Exercise details: Reproduce the entries beneath exactly, without their images.

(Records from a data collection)
..........

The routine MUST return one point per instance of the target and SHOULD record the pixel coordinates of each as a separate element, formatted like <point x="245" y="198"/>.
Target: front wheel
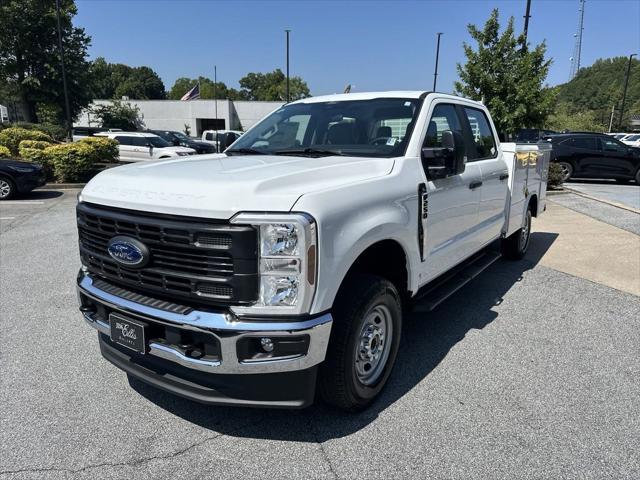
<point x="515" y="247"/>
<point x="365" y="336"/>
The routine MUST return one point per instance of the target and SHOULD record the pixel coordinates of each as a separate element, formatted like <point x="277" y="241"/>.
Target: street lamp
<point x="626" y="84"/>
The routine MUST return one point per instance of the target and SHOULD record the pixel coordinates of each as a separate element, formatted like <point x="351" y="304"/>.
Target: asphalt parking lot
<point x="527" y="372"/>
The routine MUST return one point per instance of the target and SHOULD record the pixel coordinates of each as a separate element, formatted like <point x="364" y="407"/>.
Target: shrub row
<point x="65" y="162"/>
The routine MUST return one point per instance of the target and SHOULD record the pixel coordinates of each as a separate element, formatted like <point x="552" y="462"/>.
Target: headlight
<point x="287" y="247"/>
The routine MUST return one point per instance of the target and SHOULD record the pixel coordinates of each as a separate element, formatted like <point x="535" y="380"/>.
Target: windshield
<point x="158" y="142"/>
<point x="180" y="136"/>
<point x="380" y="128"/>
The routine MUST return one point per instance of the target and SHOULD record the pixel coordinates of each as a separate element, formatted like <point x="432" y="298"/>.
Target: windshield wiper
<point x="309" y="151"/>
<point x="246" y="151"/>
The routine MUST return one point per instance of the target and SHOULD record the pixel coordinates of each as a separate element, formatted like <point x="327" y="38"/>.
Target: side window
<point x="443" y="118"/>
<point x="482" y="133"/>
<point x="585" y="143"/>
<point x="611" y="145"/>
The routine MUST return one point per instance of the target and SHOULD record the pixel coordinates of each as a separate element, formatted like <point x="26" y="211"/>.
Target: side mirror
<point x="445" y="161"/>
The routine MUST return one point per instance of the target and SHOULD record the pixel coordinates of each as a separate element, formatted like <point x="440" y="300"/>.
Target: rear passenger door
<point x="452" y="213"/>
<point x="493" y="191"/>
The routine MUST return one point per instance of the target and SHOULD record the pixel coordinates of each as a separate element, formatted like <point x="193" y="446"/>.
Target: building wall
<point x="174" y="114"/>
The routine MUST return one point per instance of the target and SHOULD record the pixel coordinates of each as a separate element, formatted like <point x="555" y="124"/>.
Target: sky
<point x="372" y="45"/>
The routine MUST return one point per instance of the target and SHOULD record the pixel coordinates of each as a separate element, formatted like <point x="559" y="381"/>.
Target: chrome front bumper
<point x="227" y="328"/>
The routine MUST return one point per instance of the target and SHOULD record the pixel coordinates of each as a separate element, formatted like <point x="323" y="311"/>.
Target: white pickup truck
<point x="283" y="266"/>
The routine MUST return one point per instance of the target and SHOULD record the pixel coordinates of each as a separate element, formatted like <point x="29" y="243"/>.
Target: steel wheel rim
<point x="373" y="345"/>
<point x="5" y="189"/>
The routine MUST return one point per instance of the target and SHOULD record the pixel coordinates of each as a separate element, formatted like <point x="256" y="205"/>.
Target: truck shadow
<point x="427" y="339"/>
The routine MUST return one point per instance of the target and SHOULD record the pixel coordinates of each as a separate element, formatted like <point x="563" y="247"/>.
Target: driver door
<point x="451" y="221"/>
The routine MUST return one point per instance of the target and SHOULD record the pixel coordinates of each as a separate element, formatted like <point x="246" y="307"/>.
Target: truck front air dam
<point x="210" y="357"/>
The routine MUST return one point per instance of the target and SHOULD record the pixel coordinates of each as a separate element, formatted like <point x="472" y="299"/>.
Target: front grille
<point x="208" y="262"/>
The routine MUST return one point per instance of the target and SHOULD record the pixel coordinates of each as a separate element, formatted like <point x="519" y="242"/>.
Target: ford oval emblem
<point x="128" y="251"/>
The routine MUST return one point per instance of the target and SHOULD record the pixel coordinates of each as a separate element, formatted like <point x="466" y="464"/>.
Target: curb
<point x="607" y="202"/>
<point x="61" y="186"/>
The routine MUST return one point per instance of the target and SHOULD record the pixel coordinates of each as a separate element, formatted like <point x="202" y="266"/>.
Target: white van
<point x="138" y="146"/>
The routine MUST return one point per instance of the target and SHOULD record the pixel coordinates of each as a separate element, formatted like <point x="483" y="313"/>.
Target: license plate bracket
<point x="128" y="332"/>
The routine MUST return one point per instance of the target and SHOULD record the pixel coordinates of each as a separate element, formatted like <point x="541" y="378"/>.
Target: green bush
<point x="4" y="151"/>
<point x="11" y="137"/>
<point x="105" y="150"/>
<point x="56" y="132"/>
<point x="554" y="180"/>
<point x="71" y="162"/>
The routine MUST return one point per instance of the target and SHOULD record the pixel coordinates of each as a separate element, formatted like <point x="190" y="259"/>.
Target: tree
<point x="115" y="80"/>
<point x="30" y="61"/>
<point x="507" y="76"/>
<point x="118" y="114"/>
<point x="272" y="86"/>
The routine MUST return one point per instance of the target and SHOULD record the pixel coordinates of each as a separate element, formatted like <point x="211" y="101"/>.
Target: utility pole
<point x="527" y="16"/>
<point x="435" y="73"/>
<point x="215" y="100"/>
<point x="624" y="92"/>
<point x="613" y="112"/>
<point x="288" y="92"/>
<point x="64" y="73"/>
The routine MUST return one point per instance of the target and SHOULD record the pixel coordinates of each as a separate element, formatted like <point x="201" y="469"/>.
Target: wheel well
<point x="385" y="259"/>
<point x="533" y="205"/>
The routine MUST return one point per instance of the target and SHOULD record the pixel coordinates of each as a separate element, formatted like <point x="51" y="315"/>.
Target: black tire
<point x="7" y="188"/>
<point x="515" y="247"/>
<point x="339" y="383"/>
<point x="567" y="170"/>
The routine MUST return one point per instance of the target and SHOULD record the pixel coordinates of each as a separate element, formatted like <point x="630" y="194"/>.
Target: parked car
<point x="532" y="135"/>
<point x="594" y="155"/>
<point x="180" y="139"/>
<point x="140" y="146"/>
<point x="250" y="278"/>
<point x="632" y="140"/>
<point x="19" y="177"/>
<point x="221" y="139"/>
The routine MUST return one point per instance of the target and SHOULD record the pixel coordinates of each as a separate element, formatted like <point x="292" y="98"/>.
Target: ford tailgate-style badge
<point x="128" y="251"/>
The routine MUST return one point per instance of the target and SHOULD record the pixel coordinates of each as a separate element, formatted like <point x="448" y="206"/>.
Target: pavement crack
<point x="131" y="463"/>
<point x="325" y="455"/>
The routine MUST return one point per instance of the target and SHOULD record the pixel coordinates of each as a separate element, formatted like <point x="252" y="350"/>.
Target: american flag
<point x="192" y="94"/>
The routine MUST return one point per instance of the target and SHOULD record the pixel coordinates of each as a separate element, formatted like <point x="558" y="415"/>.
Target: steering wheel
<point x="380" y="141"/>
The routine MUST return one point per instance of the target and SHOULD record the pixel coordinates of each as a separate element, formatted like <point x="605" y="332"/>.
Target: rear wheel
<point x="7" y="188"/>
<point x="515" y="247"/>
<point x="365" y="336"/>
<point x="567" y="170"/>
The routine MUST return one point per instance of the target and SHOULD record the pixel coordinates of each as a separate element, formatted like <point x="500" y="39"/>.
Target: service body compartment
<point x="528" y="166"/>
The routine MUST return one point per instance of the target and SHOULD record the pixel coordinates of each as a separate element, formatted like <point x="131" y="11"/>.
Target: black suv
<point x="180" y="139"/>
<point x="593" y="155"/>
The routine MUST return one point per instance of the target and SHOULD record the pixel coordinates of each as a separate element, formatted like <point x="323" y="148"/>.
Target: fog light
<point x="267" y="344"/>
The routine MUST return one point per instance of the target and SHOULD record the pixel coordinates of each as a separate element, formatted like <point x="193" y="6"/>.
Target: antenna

..........

Expected answer:
The routine MUST return one point per instance of the target and SHOULD record the pixel coordinates of each as a separate element, formatted like <point x="245" y="198"/>.
Target: front wheel
<point x="515" y="247"/>
<point x="365" y="336"/>
The routine MUST return one point per instance of the target and SHOULD record the pixel coordinates of each as a separate element, formatted like <point x="277" y="241"/>.
Target: street lamp
<point x="626" y="84"/>
The routine MUST return one point per instance of the target and SHOULD record the pixel coordinates of each as a separate element, formatted like <point x="351" y="304"/>.
Target: asphalt parking lot
<point x="527" y="372"/>
The routine MUST return one point per instance of the target and SHOULD record the pixel coordinates of each as a separate element, formatted like <point x="364" y="407"/>.
Target: shrub row
<point x="65" y="162"/>
The routine MUST return one point per instance of the target and SHOULD record the pixel coordinates of each as a separate element, formatted like <point x="552" y="462"/>.
Target: headlight
<point x="287" y="247"/>
The routine MUST return one point per instance of the target and SHOULD record the pixel coordinates of each as a separate element, formatted like <point x="535" y="380"/>.
Target: windshield
<point x="158" y="142"/>
<point x="180" y="136"/>
<point x="380" y="128"/>
The routine MUST return one point per instance of the target and SHOULD record the pixel coordinates of each as a separate element, formatted like <point x="432" y="298"/>.
Target: windshield wiper
<point x="309" y="151"/>
<point x="246" y="151"/>
The routine MUST return one point per instance of the target and SHOULD record the pixel coordinates of each as a separate element, formatted like <point x="327" y="38"/>.
Target: side window
<point x="443" y="118"/>
<point x="482" y="133"/>
<point x="585" y="143"/>
<point x="611" y="145"/>
The routine MUST return one point per instance of the target and SHOULD record the pixel coordinates of each as a separate element, formatted like <point x="26" y="211"/>.
Target: side mirror
<point x="445" y="161"/>
The routine MUST return one point per instance of the target and SHOULD record the pixel coordinates of each as a separate element, formatted like <point x="440" y="300"/>.
Target: rear passenger door
<point x="452" y="213"/>
<point x="493" y="191"/>
The routine MUST return one point per instance of the target and SHOULD record the pixel coordinates of each as a separate element, formatted like <point x="193" y="446"/>.
Target: building wall
<point x="174" y="114"/>
The routine MUST return one point per instance of the target and SHOULD record the pixel coordinates of each as a separate element, formatted like <point x="555" y="124"/>.
Target: sky
<point x="372" y="45"/>
The routine MUST return one point per instance of the target and SHOULD record the pixel coordinates of each as a separate element, formatted like <point x="559" y="381"/>.
Target: chrome front bumper
<point x="227" y="328"/>
The routine MUST return one point per instance of the target and SHOULD record the pixel coordinates of each as a separate element, formatted like <point x="323" y="311"/>.
Target: white pickup truck
<point x="283" y="266"/>
The routine MUST return one point per instance of the target and SHOULD record the pixel coordinates of each as a separate element, formatted like <point x="29" y="243"/>.
Target: steel wheel rim
<point x="373" y="345"/>
<point x="5" y="189"/>
The routine MUST return one point per instance of the target and SHOULD record the pixel coordinates of each as a separate element, formatted like <point x="256" y="205"/>.
Target: truck shadow
<point x="427" y="339"/>
The routine MUST return one point per instance of the target and SHOULD record the pixel coordinates of each as a separate element, formatted like <point x="563" y="247"/>.
Target: driver door
<point x="451" y="221"/>
The routine MUST return one point per instance of the target and SHOULD record the pixel coordinates of each as a separate element, formatted like <point x="246" y="307"/>.
Target: truck front air dam
<point x="210" y="357"/>
The routine MUST return one point per instance of the target and SHOULD record the pixel coordinates of each as a separate element, formatted like <point x="472" y="299"/>.
Target: front grille
<point x="208" y="262"/>
The routine MUST return one point per instance of the target and SHOULD record the pixel coordinates of each as a separate element, formatted like <point x="519" y="242"/>.
Target: ford oval emblem
<point x="128" y="251"/>
The routine MUST return one point per instance of the target and SHOULD record the pixel coordinates of each as a separate element, formatted like <point x="466" y="464"/>.
Target: curb
<point x="607" y="202"/>
<point x="61" y="186"/>
The routine MUST return one point per instance of the target and SHOULD record the pixel coordinates of each as a separate element, formatted like <point x="202" y="266"/>.
Target: white van
<point x="138" y="146"/>
The routine MUST return one point per instance of the target and SHOULD record the pixel coordinates of each as a separate element, formatted like <point x="483" y="313"/>.
Target: license plate bracket
<point x="128" y="332"/>
The routine MUST return one point per instance of the target and SHOULD record the pixel coordinates of each as a separate element, formatted like <point x="541" y="378"/>.
Target: green bush
<point x="4" y="151"/>
<point x="11" y="137"/>
<point x="105" y="150"/>
<point x="56" y="132"/>
<point x="554" y="180"/>
<point x="71" y="162"/>
The routine MUST return one point per instance of the target and SHOULD record the pixel coordinates of each as a separate element, formatted like <point x="190" y="259"/>.
Target: tree
<point x="115" y="80"/>
<point x="30" y="61"/>
<point x="507" y="76"/>
<point x="118" y="114"/>
<point x="272" y="86"/>
The routine MUST return one point per instance of the target and SHOULD record the pixel coordinates of each as a separate element, formatted like <point x="211" y="101"/>.
Target: utility pole
<point x="527" y="16"/>
<point x="435" y="73"/>
<point x="215" y="100"/>
<point x="624" y="92"/>
<point x="613" y="112"/>
<point x="288" y="92"/>
<point x="64" y="73"/>
The routine MUST return one point per instance of the target and SHOULD record the pixel coordinates of each as a separate element, formatted like <point x="201" y="469"/>.
Target: wheel well
<point x="385" y="259"/>
<point x="533" y="205"/>
The routine MUST return one point per instance of the target and SHOULD record the pixel coordinates of each as a separate element, formatted like <point x="51" y="315"/>.
Target: black tire
<point x="7" y="188"/>
<point x="515" y="247"/>
<point x="339" y="383"/>
<point x="567" y="170"/>
The routine MUST return one point per instance of the target and SHOULD record the pixel coordinates of each as a separate element, formatted like <point x="630" y="194"/>.
Target: parked car
<point x="532" y="135"/>
<point x="594" y="155"/>
<point x="180" y="139"/>
<point x="140" y="146"/>
<point x="250" y="278"/>
<point x="632" y="140"/>
<point x="19" y="177"/>
<point x="221" y="139"/>
The routine MUST return one point per instance of the target and SHOULD record the pixel coordinates of each as a separate element, formatted like <point x="292" y="98"/>.
Target: ford tailgate-style badge
<point x="128" y="251"/>
The routine MUST return one point per instance of the target and SHOULD record the pixel coordinates of each as a separate element, formatted like <point x="448" y="206"/>.
Target: pavement crack
<point x="131" y="463"/>
<point x="325" y="455"/>
The routine MUST return one point per instance of the target and SHOULD record the pixel coordinates of each as a separate element, formatted like <point x="252" y="350"/>.
Target: american flag
<point x="192" y="94"/>
The routine MUST return one point per instance of the target and SHOULD record the pixel coordinates of each as a separate element, formatted like <point x="558" y="415"/>.
Target: steering wheel
<point x="380" y="141"/>
The routine MUST return one point per instance of the target and SHOULD record the pixel coordinates of each as a separate element, formatted like <point x="605" y="332"/>.
Target: rear wheel
<point x="7" y="188"/>
<point x="515" y="247"/>
<point x="365" y="336"/>
<point x="567" y="170"/>
The routine MUST return one point per instance of the target and SHOULD record the pixel coordinates of each as a separate element, formatted like <point x="500" y="39"/>.
Target: service body compartment
<point x="528" y="166"/>
The routine MUST return one point per instance of the target and SHOULD record the pixel coordinates of each as a separate element, formatted like <point x="131" y="11"/>.
Target: black suv
<point x="180" y="139"/>
<point x="593" y="155"/>
The routine MUST return one point per instance of the target and SHOULD record the pixel coordinates of each as a separate element, formatted like <point x="323" y="148"/>.
Target: fog light
<point x="267" y="344"/>
The routine MUST return one point per instance of the target and SHOULD record the pixel coordinates of each as a separate element, formatted like <point x="193" y="6"/>.
Target: antenna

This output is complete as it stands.